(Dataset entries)
- - - - - - -

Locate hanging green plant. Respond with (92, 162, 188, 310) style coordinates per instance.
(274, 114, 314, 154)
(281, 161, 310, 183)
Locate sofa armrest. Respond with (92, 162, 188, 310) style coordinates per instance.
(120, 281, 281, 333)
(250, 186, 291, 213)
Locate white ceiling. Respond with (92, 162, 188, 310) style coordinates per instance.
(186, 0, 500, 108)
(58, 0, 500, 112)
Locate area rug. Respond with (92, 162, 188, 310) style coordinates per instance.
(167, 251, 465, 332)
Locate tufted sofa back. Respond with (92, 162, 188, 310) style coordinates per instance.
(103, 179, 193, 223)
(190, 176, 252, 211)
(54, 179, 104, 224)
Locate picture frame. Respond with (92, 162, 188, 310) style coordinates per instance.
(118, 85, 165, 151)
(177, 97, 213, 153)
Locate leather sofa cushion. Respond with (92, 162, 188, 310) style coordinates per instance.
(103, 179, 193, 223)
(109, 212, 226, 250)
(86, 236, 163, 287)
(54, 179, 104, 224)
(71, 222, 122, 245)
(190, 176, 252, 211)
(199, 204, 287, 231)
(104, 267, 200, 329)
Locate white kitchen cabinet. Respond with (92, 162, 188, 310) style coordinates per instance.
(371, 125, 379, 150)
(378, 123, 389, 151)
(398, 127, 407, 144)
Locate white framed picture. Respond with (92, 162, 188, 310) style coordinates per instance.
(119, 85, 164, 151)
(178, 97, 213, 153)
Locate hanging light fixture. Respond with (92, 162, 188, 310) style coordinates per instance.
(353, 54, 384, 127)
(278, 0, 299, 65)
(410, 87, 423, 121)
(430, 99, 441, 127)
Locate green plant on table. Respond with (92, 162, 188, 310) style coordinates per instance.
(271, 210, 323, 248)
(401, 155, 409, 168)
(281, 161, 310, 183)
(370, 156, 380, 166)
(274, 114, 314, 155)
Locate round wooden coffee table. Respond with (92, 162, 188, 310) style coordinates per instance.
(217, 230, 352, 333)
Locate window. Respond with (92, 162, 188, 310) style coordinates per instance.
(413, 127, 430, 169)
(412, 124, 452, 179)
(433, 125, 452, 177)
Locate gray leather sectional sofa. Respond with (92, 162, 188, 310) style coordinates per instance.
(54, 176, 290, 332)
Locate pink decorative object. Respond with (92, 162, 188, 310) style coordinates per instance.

- - - - - - -

▶ [What you have to do]:
All of the data needs to be reproduced exactly, with no line missing.

▶ [Reply to the exercise]:
Locate hanging green plant. Respond with (92, 162, 188, 310) style coordinates per instance.
(274, 114, 314, 154)
(281, 161, 310, 183)
Locate sofa armrest. Respond with (92, 162, 188, 310) style coordinates per instance.
(120, 281, 281, 333)
(250, 186, 291, 213)
Locate white ceiling. Respond with (92, 162, 188, 310) style coordinates per instance.
(186, 0, 500, 108)
(58, 0, 500, 112)
Locate area rug. Respond with (92, 162, 188, 310) style coordinates per instance.
(167, 251, 465, 332)
Locate tufted sofa back. Respond with (92, 162, 188, 310) style coordinates per instance.
(103, 179, 193, 223)
(190, 176, 252, 211)
(54, 179, 104, 224)
Locate picture frame. Respond with (92, 162, 188, 310) style coordinates per instance.
(118, 85, 165, 151)
(177, 97, 213, 153)
Locate leather sofa cushion. Respond with (92, 162, 188, 310) style coordinates per instance.
(103, 179, 193, 223)
(109, 212, 226, 250)
(86, 236, 163, 287)
(54, 179, 104, 224)
(71, 222, 122, 245)
(190, 176, 252, 211)
(199, 204, 287, 231)
(104, 267, 200, 329)
Locate white kitchen cabinet. Respond with (92, 162, 188, 310) style coordinates per instance.
(371, 125, 379, 150)
(378, 123, 389, 151)
(398, 127, 407, 144)
Locate white framed picture. Respond with (92, 162, 188, 310) style coordinates per instance.
(119, 85, 164, 151)
(178, 97, 213, 153)
Locate hanging light fixture. Respond with (92, 162, 188, 310) style coordinates per instance.
(353, 54, 384, 127)
(278, 0, 299, 65)
(410, 87, 423, 121)
(430, 99, 441, 127)
Locate green plant on table. Respond with (92, 162, 188, 310) style coordinates per instance.
(271, 210, 323, 248)
(401, 155, 409, 168)
(281, 161, 310, 183)
(370, 156, 380, 166)
(274, 114, 314, 155)
Locate round wooden coffee table. Respond with (92, 162, 188, 310) style coordinates per instance.
(217, 230, 352, 333)
Locate window. Respond with (92, 162, 188, 310) style coordinates per instance.
(413, 127, 430, 169)
(412, 124, 452, 179)
(433, 125, 452, 177)
Locate gray leather sectional sofa. Respond with (92, 162, 188, 310) style coordinates per instance.
(54, 176, 290, 332)
Locate pink decorative object. Respond with (92, 162, 188, 310) style coordinates per instance.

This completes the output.